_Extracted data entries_
..........
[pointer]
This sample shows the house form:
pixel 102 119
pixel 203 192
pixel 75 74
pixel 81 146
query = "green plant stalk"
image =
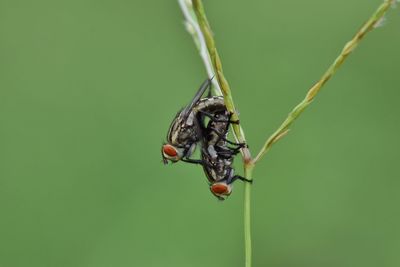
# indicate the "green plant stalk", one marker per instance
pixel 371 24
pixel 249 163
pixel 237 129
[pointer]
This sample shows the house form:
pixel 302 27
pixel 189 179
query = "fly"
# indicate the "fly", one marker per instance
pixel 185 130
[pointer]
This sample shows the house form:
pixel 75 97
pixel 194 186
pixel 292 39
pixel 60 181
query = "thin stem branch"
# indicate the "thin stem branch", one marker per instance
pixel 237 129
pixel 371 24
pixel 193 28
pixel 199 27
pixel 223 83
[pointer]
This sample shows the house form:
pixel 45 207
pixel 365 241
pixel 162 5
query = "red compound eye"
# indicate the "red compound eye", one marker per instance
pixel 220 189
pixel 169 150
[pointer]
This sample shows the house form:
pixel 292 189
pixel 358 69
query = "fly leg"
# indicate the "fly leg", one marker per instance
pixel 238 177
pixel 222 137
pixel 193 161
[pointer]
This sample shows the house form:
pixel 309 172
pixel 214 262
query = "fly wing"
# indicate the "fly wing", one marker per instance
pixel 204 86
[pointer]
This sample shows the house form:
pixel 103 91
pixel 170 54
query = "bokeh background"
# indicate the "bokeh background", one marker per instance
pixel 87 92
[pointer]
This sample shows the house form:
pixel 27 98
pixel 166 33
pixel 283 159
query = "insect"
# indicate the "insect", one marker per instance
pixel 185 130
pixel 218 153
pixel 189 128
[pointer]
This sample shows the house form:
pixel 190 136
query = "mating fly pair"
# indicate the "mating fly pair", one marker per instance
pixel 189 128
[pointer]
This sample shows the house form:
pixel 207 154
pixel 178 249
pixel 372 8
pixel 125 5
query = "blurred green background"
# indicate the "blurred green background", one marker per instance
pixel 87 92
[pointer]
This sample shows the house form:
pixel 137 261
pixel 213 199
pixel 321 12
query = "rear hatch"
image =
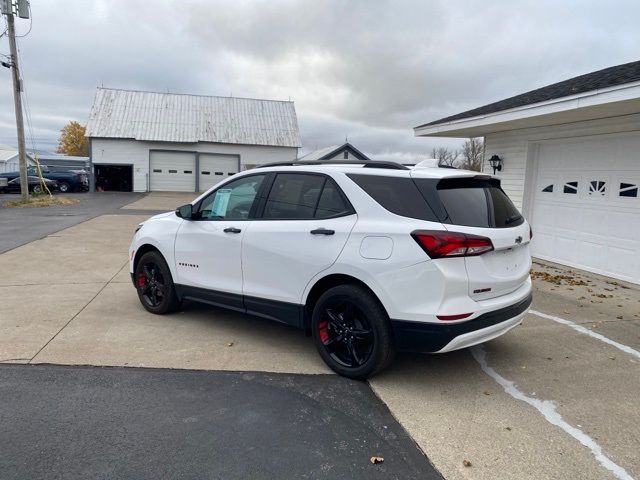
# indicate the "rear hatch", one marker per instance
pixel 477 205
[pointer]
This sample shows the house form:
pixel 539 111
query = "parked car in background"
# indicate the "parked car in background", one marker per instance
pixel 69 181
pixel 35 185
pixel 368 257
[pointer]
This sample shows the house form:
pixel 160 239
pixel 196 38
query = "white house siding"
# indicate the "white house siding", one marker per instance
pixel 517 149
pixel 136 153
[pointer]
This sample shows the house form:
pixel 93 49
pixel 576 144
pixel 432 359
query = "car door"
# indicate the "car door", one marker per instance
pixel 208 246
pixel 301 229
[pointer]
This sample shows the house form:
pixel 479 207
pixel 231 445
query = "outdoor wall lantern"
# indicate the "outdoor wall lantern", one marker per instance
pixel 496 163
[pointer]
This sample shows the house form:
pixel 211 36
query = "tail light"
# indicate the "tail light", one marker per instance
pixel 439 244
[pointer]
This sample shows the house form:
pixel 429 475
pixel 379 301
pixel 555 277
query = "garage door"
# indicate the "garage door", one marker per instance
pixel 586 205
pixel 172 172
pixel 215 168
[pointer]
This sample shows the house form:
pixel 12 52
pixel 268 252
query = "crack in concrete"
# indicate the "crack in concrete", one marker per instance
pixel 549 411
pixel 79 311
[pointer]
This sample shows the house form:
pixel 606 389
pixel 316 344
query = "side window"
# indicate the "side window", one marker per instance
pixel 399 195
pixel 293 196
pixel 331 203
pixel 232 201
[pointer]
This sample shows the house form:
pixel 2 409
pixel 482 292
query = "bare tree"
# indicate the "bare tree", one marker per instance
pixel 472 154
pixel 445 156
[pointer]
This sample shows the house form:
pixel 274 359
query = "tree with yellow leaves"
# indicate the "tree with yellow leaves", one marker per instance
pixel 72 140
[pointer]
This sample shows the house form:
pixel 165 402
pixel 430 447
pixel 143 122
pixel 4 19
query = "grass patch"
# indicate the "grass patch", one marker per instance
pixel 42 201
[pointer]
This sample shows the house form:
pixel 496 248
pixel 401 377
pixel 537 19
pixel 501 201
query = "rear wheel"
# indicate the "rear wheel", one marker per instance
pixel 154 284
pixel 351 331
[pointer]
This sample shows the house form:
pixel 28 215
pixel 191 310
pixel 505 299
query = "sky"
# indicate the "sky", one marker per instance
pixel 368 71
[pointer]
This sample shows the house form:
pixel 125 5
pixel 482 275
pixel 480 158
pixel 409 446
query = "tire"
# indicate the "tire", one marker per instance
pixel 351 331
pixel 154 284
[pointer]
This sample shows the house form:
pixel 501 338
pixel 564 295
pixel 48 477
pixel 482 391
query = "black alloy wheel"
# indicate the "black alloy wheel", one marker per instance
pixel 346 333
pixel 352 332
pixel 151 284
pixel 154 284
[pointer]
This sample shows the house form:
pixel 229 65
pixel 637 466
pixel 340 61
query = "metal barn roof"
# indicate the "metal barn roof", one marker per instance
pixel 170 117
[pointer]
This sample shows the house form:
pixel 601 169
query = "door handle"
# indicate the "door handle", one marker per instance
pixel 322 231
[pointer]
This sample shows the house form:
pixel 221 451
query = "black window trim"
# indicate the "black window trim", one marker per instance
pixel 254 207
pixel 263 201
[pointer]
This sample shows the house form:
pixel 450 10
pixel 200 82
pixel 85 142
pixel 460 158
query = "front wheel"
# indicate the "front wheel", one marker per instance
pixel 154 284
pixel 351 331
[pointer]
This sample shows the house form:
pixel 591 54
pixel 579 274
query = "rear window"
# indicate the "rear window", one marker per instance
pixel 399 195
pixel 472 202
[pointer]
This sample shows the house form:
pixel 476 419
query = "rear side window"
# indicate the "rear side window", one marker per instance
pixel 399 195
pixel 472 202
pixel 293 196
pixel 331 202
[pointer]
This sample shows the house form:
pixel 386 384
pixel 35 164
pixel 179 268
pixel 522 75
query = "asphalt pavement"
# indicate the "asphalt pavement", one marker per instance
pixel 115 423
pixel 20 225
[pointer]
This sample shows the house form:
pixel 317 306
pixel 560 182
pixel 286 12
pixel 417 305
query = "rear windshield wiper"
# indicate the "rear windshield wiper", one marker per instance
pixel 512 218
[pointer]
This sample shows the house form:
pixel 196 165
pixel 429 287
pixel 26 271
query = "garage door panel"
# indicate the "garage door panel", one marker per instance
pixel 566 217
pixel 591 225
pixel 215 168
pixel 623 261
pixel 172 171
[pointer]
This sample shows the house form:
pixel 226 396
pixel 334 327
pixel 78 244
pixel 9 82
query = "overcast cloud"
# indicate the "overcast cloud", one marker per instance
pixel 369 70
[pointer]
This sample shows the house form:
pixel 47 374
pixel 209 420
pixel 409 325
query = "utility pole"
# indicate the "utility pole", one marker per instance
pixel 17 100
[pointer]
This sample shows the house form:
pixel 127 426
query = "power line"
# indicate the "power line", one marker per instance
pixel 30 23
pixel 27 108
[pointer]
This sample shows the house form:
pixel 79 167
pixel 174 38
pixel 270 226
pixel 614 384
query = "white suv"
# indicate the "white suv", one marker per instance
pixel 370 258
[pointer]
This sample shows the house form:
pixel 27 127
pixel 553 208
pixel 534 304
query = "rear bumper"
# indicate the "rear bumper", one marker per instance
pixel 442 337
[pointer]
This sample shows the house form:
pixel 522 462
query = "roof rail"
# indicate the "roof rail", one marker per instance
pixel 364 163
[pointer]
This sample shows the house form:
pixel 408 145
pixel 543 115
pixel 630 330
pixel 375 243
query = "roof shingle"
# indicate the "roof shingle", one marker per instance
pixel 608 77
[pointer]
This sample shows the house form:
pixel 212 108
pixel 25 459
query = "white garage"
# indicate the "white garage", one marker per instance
..........
_What is required_
Repeat the listing in full and exactly. Do not include any images.

_Final result_
[pointer]
This sample shows the house form:
pixel 102 119
pixel 203 192
pixel 75 74
pixel 81 146
query = "green plant stalk"
image =
# indicate the "green plant stalk", one marker per instance
pixel 371 24
pixel 249 163
pixel 237 129
[pointer]
This sample shows the house form:
pixel 302 27
pixel 189 179
query = "fly"
# indicate the "fly", one marker per instance
pixel 185 130
[pointer]
This sample shows the house form:
pixel 75 97
pixel 194 186
pixel 292 39
pixel 60 181
query = "thin stem branch"
# indicate the "thin stem branch", one marker per instance
pixel 237 129
pixel 371 24
pixel 193 28
pixel 199 27
pixel 223 83
[pointer]
This sample shows the house form:
pixel 45 207
pixel 365 241
pixel 162 5
query = "red compound eye"
# indicate the "red compound eye", one marker per instance
pixel 220 189
pixel 169 150
[pointer]
This sample shows the house form:
pixel 292 189
pixel 358 69
query = "fly leg"
# indicate the "fly leg", one marker per instance
pixel 238 177
pixel 222 137
pixel 193 161
[pointer]
This sample shows the house form:
pixel 309 172
pixel 214 262
query = "fly wing"
# indicate the "fly wing", one marker per instance
pixel 204 86
[pointer]
This sample shows the house form:
pixel 103 91
pixel 170 54
query = "bokeh background"
# indicate the "bokeh background", one marker per instance
pixel 87 92
[pointer]
This sample shows the house form:
pixel 27 98
pixel 166 33
pixel 283 159
query = "insect"
# indicate the "insect", one marker per instance
pixel 185 130
pixel 218 153
pixel 189 128
[pointer]
This sample shows the house form:
pixel 190 136
query = "mating fly pair"
# indicate the "mating fly pair", one marker per instance
pixel 189 128
[pointer]
This sample shows the house form:
pixel 207 154
pixel 178 249
pixel 372 8
pixel 125 5
query = "blurred green background"
# indicate the "blurred green background", one marker per instance
pixel 87 92
[pointer]
This sample shows the house form:
pixel 137 261
pixel 213 199
pixel 321 12
query = "rear hatch"
image =
# indicate the "rear hatch", one marker per instance
pixel 477 205
[pointer]
This sample shows the house form:
pixel 539 111
query = "parked car in background"
# indicate the "parked car in background", one marker per instance
pixel 69 181
pixel 35 185
pixel 368 257
[pointer]
This sample shows the house form:
pixel 160 239
pixel 196 38
query = "white house siding"
# indicate the "white house siding", one marker per instance
pixel 517 149
pixel 136 153
[pointer]
This sample shows the house form:
pixel 93 49
pixel 576 144
pixel 432 359
query = "car door"
# indicate the "car door", one marker per instance
pixel 208 246
pixel 301 229
[pointer]
This sample shows the house form:
pixel 479 207
pixel 231 445
query = "outdoor wall lantern"
# indicate the "outdoor wall lantern", one marker per instance
pixel 496 163
[pointer]
This sample shows the house form:
pixel 211 36
query = "tail light"
# indicate the "tail light", one marker per instance
pixel 439 244
[pointer]
This sample shows the house form:
pixel 429 475
pixel 379 301
pixel 555 277
query = "garage door"
# indicate the "garage door", one marker per instance
pixel 586 205
pixel 172 172
pixel 215 168
[pointer]
This sample shows the house form:
pixel 12 52
pixel 268 252
query = "crack in concrete"
# indicate the "crack in concrete", one marker per instance
pixel 549 411
pixel 79 311
[pointer]
This sample shows the house form:
pixel 606 389
pixel 316 344
query = "side window"
# indicate the "side window", one marker per instance
pixel 399 195
pixel 293 196
pixel 331 203
pixel 232 201
[pointer]
This sample shows the house form:
pixel 2 409
pixel 482 292
query = "bare tree"
# indicate the "bare tree", one marker per instance
pixel 472 154
pixel 445 156
[pointer]
This sample shows the house form:
pixel 274 359
query = "tree with yellow leaves"
# indicate the "tree with yellow leaves", one marker per instance
pixel 72 140
[pointer]
This sample shows the house form:
pixel 165 402
pixel 430 447
pixel 143 122
pixel 4 19
query = "grass patch"
# indicate the "grass patch", one marker per instance
pixel 42 201
[pointer]
This sample shows the house form:
pixel 496 248
pixel 401 377
pixel 537 19
pixel 501 201
query = "rear wheel"
# indicate the "rear wheel", one marker per instance
pixel 154 284
pixel 351 331
[pointer]
This sample shows the house form:
pixel 28 215
pixel 191 310
pixel 505 299
query = "sky"
# indicate the "sky", one marker per instance
pixel 368 71
[pointer]
This sample shows the house form:
pixel 125 5
pixel 482 275
pixel 480 158
pixel 409 446
query = "tire"
# indicate the "tire", one marker per instance
pixel 351 331
pixel 154 284
[pointer]
This sample shows the house form:
pixel 501 338
pixel 564 295
pixel 48 477
pixel 482 391
query = "black alloy wheel"
# indicate the "black alloy wheel", one marker per instance
pixel 346 333
pixel 352 332
pixel 151 284
pixel 154 284
[pointer]
This sample shows the house form:
pixel 229 65
pixel 637 466
pixel 340 61
query = "metal barn roof"
# indicate the "metal barn roof", one marker per instance
pixel 170 117
[pointer]
This sample shows the house form:
pixel 601 169
query = "door handle"
# indicate the "door handle", one marker per instance
pixel 322 231
[pointer]
This sample shows the house form:
pixel 221 451
query = "black window trim"
# indicate the "black window trim", one marker per instance
pixel 254 207
pixel 263 201
[pointer]
This sample shows the house form:
pixel 450 10
pixel 200 82
pixel 85 142
pixel 460 158
query = "front wheel"
# indicate the "front wheel", one marker per instance
pixel 154 284
pixel 351 331
[pointer]
This sample shows the house form:
pixel 591 54
pixel 579 274
query = "rear window"
# indicate the "rear window", one marker per instance
pixel 399 195
pixel 472 202
[pointer]
This sample shows the house form:
pixel 476 419
query = "rear side window"
# indicate the "rear side window", one marker per instance
pixel 399 195
pixel 472 202
pixel 293 196
pixel 331 202
[pointer]
This sample shows the house form:
pixel 386 384
pixel 35 164
pixel 179 268
pixel 522 75
query = "asphalt pavement"
# indicate the "asphalt pavement", one marker per instance
pixel 115 423
pixel 20 225
[pointer]
This sample shows the house form:
pixel 317 306
pixel 560 182
pixel 286 12
pixel 417 305
query = "rear windshield wiper"
# indicate the "rear windshield wiper", one marker per instance
pixel 512 218
[pointer]
This sample shows the house form:
pixel 196 165
pixel 429 287
pixel 26 271
query = "garage door panel"
# indicate the "garage door panel", one marker per instance
pixel 566 217
pixel 591 225
pixel 215 168
pixel 623 261
pixel 172 171
[pointer]
This sample shows the house form:
pixel 226 396
pixel 334 327
pixel 78 244
pixel 9 82
query = "overcast cloud"
# indicate the "overcast cloud", one marker per instance
pixel 369 70
[pointer]
This sample shows the house form:
pixel 47 374
pixel 209 420
pixel 409 325
query = "utility pole"
# indicate the "utility pole", one marker per instance
pixel 17 100
[pointer]
This sample shows the house form:
pixel 127 426
query = "power line"
# indicate the "power line", one marker per instance
pixel 30 23
pixel 27 108
[pointer]
This sample shows the house form:
pixel 79 167
pixel 174 38
pixel 270 226
pixel 614 384
query = "white suv"
# indicate the "white suv", one marker per instance
pixel 370 258
[pointer]
This sample shows the house form:
pixel 27 127
pixel 553 208
pixel 534 304
query = "rear bumper"
# indicate the "rear bumper", one marker per instance
pixel 442 337
[pointer]
This sample shows the house form:
pixel 522 462
query = "roof rail"
# indicate the "roof rail", one marker per instance
pixel 364 163
[pointer]
This sample shows the house form:
pixel 408 145
pixel 543 115
pixel 630 330
pixel 375 243
query = "roof shingle"
# indicate the "roof shingle", one marker per instance
pixel 608 77
[pointer]
This sample shows the house form:
pixel 212 108
pixel 25 459
query = "white garage"
# indicate the "white garage", one marker per instance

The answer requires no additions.